Extract to read:
= = = =

The \textit{TTL Value-Based Features} cover five individual features. Each answer for a DNS request contains the TTL attribute, which is the recommendation (configured by the operator of \textit{d}) of how long the resolution will be valid and should be cached for this reason. Whereas RFC 1033 recommends a TTL of one day (86400 seconds) \fsCite{RFC1033}, it is getting more common, especially for content delivery networks to use much lower values (e.g. Cloudflare, one of the biggest managed DNS providers is using a default of 5 minutes). Botnets are also usually applying low TTL values to avoid long outages of C\&C servers and bots. As \fsAuthor{Bilge:2014:EPD:2617317.2584679} states, botnets also change their TTL values more frequently and use values in different ranges depending on their availability. While applying a higher value to high bandwidth servers with low downtimes, home computers behind a digital subscriber line are much likely to get offline and therefore are assigned lower TTL values. For this reason, all TTL values for a domain are checked against the following ranges (in seconds): [0, 1], [1, 10], [10, 100], [100, 300], [300, 900], [900, inf].

The last group of features are the \textit{Domain Name-Based Features}. Domain names of benign services mostly use easy to remember names which consist of valid words. Attackers often are not interested in human readable domain names. This is especially true for domains generated by a DGA. \textit{Exposure} extracts two statistical features out of the domain name, the first being the percentage of numerical characters and secondly the length of the longest (english) meaningful string (LMS).


\begin{table}[!htbp]
    \centering
    \caption{Exposure: Features}
    \label{tab:exposure_features}
    \begin{tabularx}{\textwidth}{|l|X|}
    \hline
    \textbf{Feature Set}                                & \textbf{Feature Name}                   \\ \hline
    \multirow{4}{*}{\textit{Time-Based Features}}       & Short life                              \\ \cline{2-2}
                                                        & Daily similarity                        \\ \cline{2-2}
                                                        & Repeating patterns                      \\ \cline{2-2}
                                                        & Access ratio                            \\ \hline
    \multirow{4}{*}{\textit{DNS Answer-Based Features}} & Number of distinct IP addresses         \\ \cline{2-2}
                                                        & Number of distinct countries            \\ \cline{2-2}
                                                        & Number of domains share the IP with     \\ \cline{2-2}
                                                        & Reverse DNS query results               \\ \hline
    \multirow{5}{*}{\textit{TTL Value-Based Features}}  & Average TTL                             \\ \cline{2-2}
                                                        & Standard Deviation of TTL               \\ \cline{2-2}
                                                        & Number of distinct TTL values           \\ \cline{2-2}
                                                        & Number of TTL change                    \\ \cline{2-2}
                                                        & Percentage usage of specific TTL ranges \\ \hline
    \multirow{2}{*}{\textit{Domain Name-Based Features}}         & \% of numerical characters              \\ \cline{2-2}
                                                        & \% of the length of the LMS             \\ \hline
\end{tabularx}
\end{table}


\subsection{Reputation Engine}
\label{subsec:exposure_reputation_engine}

The reputation classifier of \textit{Exposure} is implemented as a \textit{J48} decision tree algorithm (see Section~\ref{sec:machine_learning} for details of decision trees, \textit{j48} is an implementation of the \textit{C4.5} decision tree algorithm). The performance of decision trees mainly depend on the quality of the training set. For this reason a representative set of training data, with malicious domains from various threat classes, has to be chosen. Sources that have been used to identify malicious and benign domains can be found in Section~\ref{subsec:exposure_architecture}. In total, a list of 3500 known bad as well as 3000 known good domains have been used for the initial training. In order to take advantage of the \textit{Time-Based Features}, the optimal training period has been observed to be seven days. The tree is then constructed using the feature attribute values and its corresponding labels. More specifically, the whole training set is iterated and each time, a set of samples can be separated using one single attribute (in perspective to the assigned label) it is branched out and a new leaf is created. Each branch is then split into more fine grained subtrees as long as there is an \textit{information gain}, which means that all samples of the subset belong to the same class, i.e. are assigned the same label (see more on decision trees in Section~\ref{subsec:decision_tree_classifier}).

= = = =

Material provided:
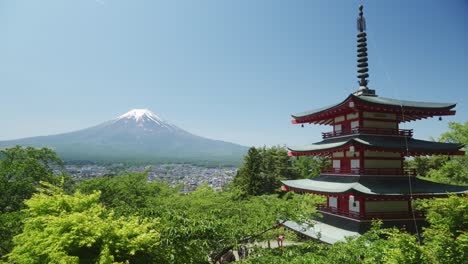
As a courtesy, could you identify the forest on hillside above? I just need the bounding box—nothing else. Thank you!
[0,122,468,263]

= = = =

Set tasks:
1. Answer these from the Exposure text:
(a) What TTL does RFC 1033 recommend?
(b) What default TTL does Cloudflare use?
(c) How many known bad and known good domains were used for the initial training?
2. Turn the paragraph of the Exposure text that begins "The last group of features" into a short list that keeps its main facts.
The data stands apart from the Exposure text.

Solution set:
1.
(a) One day (86400 seconds).
(b) 5 minutes.
(c) 3500 known bad and 3000 known good domains.

2.
- The last group of features is the Domain Name-Based Features.
- Benign services mostly use easy-to-remember domain names made of valid words.
- Attackers are often not interested in human-readable names, especially for domains generated by a DGA.
- Exposure extracts two statistical features from the domain name:
  - the percentage of numerical characters
  - the length of the longest (English) meaningful string (LMS)